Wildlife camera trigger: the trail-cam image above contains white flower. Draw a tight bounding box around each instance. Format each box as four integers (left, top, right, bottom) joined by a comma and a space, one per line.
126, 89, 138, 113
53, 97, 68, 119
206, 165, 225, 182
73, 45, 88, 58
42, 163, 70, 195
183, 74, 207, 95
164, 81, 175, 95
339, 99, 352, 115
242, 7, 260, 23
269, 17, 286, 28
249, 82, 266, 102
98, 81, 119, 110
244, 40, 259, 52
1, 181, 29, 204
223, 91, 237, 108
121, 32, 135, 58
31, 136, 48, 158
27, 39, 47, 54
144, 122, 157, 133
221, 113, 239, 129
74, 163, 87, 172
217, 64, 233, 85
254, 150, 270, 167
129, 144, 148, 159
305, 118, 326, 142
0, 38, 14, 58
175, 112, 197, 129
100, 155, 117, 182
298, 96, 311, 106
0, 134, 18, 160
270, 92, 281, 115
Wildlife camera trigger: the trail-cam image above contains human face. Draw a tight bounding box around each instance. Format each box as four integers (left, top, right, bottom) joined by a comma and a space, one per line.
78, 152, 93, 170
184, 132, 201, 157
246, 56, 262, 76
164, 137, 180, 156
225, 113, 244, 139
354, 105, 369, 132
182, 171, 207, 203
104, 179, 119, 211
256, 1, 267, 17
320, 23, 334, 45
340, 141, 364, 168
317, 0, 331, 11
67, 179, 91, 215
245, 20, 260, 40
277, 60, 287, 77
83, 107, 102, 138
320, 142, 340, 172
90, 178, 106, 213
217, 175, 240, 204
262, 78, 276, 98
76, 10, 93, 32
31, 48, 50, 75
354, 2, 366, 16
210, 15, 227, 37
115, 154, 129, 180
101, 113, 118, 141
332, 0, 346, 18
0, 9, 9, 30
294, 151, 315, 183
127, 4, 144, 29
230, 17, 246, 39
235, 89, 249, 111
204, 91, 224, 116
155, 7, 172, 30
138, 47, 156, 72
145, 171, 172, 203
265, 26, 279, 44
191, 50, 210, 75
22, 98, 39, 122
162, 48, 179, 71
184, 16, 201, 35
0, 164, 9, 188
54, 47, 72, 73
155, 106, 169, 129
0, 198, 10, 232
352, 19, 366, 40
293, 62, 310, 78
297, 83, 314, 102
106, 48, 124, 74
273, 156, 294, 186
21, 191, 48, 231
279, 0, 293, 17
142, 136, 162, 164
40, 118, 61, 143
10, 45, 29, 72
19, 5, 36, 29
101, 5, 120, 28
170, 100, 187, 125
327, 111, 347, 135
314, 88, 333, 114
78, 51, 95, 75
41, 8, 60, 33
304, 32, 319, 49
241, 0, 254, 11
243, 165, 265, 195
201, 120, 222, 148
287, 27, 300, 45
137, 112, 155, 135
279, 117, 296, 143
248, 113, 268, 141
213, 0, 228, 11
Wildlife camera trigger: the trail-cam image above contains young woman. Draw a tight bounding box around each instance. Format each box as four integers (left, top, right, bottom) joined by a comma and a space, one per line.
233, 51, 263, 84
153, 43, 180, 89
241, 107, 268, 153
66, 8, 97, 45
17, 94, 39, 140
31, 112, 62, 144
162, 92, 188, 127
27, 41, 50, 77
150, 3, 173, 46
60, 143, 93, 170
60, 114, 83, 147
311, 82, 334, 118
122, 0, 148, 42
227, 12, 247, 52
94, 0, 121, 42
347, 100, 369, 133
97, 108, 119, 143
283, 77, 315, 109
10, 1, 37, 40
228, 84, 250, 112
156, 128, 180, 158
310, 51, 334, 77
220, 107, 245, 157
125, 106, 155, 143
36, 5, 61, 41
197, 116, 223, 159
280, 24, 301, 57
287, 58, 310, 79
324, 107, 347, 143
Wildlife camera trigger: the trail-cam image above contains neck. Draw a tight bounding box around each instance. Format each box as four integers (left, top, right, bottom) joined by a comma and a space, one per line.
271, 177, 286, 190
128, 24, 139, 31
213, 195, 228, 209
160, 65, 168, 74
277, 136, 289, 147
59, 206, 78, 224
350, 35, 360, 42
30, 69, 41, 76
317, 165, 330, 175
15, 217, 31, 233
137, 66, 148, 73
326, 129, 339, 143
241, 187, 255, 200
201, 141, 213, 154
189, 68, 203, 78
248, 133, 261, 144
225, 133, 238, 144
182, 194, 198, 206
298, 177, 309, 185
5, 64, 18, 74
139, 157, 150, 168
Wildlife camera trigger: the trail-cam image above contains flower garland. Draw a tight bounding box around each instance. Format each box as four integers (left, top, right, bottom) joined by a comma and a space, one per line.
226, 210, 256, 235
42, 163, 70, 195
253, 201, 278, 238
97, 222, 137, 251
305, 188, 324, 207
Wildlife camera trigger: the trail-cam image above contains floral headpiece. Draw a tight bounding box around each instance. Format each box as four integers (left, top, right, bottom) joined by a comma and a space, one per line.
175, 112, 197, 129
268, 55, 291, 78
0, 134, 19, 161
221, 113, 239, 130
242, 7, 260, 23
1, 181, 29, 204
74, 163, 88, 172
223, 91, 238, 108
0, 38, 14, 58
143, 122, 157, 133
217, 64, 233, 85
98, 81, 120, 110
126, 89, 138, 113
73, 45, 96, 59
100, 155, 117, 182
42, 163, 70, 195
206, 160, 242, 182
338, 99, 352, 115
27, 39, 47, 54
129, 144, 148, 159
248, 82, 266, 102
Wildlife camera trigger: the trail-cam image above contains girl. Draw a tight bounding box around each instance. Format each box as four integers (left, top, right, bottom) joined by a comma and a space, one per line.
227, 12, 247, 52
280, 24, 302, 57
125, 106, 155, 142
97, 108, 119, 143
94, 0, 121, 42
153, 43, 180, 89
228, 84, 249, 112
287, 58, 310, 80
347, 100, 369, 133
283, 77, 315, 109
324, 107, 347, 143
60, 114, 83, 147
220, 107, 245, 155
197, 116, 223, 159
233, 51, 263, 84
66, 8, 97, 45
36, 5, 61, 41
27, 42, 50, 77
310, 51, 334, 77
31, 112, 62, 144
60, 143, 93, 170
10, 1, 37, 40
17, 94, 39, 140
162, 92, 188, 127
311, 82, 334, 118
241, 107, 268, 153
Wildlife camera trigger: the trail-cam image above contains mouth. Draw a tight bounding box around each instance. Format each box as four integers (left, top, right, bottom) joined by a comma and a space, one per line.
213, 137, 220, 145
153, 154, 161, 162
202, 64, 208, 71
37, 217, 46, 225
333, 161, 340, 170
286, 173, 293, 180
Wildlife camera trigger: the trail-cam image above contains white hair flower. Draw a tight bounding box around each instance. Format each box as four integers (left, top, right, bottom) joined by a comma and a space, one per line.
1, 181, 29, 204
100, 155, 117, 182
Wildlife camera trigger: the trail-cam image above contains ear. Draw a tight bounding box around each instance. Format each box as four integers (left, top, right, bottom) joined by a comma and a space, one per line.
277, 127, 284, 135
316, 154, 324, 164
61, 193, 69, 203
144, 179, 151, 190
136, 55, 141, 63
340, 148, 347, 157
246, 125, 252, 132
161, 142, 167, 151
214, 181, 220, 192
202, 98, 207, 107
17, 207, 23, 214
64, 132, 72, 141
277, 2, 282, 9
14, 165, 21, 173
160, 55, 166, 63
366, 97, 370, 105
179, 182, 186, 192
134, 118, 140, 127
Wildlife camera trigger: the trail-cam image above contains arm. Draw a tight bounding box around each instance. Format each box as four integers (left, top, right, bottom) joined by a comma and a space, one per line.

☆ ☆ ☆ ☆ ☆ ☆ ☆

# [WORK ORDER]
Write the "Wildlife camera trigger: the trail-cam image above contains ear." line and all later lines exactly. Stop at the end of the data.

# [SOLVED PROBLEM]
Wildlife camera trigger: the trail-cam image above contains ear. Draw a tight bounding box around each instance. Format each box as four integers (left, top, right, bottom) joined by a comma and a space, one per line.
277, 127, 284, 135
316, 154, 324, 164
61, 193, 69, 203
144, 179, 151, 190
136, 55, 141, 63
340, 148, 347, 157
246, 125, 252, 132
161, 142, 167, 151
214, 181, 220, 192
202, 98, 207, 107
17, 207, 23, 214
64, 132, 72, 141
277, 2, 282, 9
14, 165, 21, 173
160, 55, 166, 63
366, 97, 370, 105
179, 182, 186, 192
134, 118, 140, 127
Wildlife camera trigger: the trail-cam image above contains arm. Draw a tight bounding box around each instance. Format each box as four integers (left, top, right, bottom) joined by a comma and a space, one per line.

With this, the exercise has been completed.